SUPPLIED MATERIAL:

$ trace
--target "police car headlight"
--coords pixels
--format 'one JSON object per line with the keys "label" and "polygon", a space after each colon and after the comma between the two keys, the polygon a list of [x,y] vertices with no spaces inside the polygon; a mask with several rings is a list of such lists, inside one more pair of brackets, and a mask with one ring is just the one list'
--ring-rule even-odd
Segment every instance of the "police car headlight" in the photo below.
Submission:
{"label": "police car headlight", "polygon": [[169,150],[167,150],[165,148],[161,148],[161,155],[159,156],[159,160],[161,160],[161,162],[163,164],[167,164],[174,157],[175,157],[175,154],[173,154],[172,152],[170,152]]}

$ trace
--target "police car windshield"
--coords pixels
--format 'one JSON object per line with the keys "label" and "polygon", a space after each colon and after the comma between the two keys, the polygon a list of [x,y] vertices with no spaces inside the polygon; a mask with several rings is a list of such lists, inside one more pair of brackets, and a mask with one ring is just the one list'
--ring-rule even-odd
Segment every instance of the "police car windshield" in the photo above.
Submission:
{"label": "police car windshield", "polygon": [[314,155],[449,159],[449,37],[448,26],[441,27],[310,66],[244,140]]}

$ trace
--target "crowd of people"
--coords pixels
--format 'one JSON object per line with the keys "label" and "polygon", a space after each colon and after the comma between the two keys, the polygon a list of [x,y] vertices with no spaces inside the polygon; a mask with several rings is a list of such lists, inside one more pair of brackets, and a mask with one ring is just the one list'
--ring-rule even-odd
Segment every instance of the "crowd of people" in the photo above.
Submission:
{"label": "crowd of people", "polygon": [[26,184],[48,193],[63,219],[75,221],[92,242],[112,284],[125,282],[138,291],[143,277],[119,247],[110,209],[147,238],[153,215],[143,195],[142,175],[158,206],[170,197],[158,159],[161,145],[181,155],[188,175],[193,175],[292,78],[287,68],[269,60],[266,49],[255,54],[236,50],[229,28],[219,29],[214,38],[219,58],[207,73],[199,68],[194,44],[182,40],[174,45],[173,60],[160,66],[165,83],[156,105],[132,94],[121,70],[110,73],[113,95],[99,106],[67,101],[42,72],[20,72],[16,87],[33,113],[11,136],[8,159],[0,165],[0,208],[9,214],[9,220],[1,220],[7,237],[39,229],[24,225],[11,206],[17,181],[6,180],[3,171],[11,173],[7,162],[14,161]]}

TASK: Every line of the data above should be retyped precisely.

TASK OUTPUT:
$ trace
--target "police car headlight"
--coords pixels
--format 'one JSON object per line with the keys "label" and "polygon", a space after each colon and after the comma between the two keys, the polygon a list of [x,y] vertices with no spaces inside the polygon; a mask with several rings is a list of such lists, inside one more pair of brackets, and a mask with one ring is just the one list'
--ring-rule even-odd
Segment every instance of the "police car headlight" in the photo below.
Submission:
{"label": "police car headlight", "polygon": [[169,150],[167,150],[165,148],[161,148],[161,155],[159,156],[159,160],[161,160],[161,162],[163,164],[167,164],[174,157],[175,157],[175,154],[173,154],[172,152],[170,152]]}

$ trace
--target "police car windshield"
--coords pixels
--format 'one JSON object per line with the keys "label" and "polygon", a space after each colon and after the comma between the two keys, the polygon a list of [x,y] vertices with no spaces inside the polygon; a mask with several rings is a list of such lists, inside one more pair of brackets, and a mask with one ring is just the one list'
--ring-rule even-odd
Segment every instance of the "police car windshield" in the photo above.
Submission:
{"label": "police car windshield", "polygon": [[314,155],[449,159],[449,37],[448,26],[441,27],[310,66],[244,140]]}

$ trace
--target "crowd of people"
--coords pixels
--format 'one JSON object per line with the keys "label" and "polygon", a space after each colon and after the comma between the two keys, the polygon a list of [x,y] vertices with no spaces inside the polygon; a mask with several rings is a list of such lists, inside one more pair of brackets, and a mask with one ring is just the one list'
--ring-rule even-odd
Segment every instance of the "crowd of people" in the photo above.
Submission:
{"label": "crowd of people", "polygon": [[26,184],[48,193],[63,219],[75,221],[92,242],[112,284],[125,282],[138,291],[143,277],[119,247],[110,209],[147,238],[153,215],[143,195],[142,175],[158,206],[170,197],[158,159],[161,145],[181,155],[188,175],[193,175],[292,78],[287,68],[269,60],[266,49],[255,54],[236,50],[229,28],[219,29],[214,38],[219,58],[207,73],[199,68],[194,44],[182,40],[174,45],[173,60],[160,66],[165,83],[156,105],[132,94],[121,70],[110,73],[113,95],[99,106],[67,101],[42,72],[20,72],[16,87],[33,113],[11,136],[8,159],[0,165],[0,208],[9,214],[9,220],[1,220],[7,237],[39,229],[24,225],[11,206],[17,181],[6,180],[3,171],[11,173],[7,162],[14,161]]}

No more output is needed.